* Task item
Reproduce the entries that follow exactly. No picture should appear in the result.

* Material to process
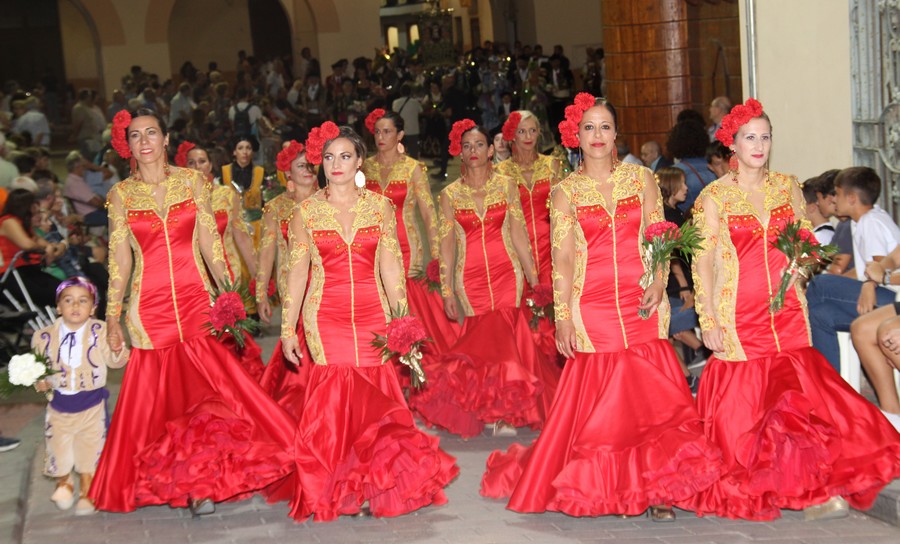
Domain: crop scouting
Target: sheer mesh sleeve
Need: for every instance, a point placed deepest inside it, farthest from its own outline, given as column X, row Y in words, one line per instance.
column 298, row 271
column 390, row 264
column 706, row 218
column 562, row 223
column 120, row 253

* Problem solution
Domain: crop scouting
Target: sheer mesh sleeve
Need: for every instance, a point placed deepest inside it, farthest from its own outline, given as column X, row Y in words, one line per instance.
column 298, row 271
column 390, row 264
column 706, row 218
column 562, row 223
column 120, row 253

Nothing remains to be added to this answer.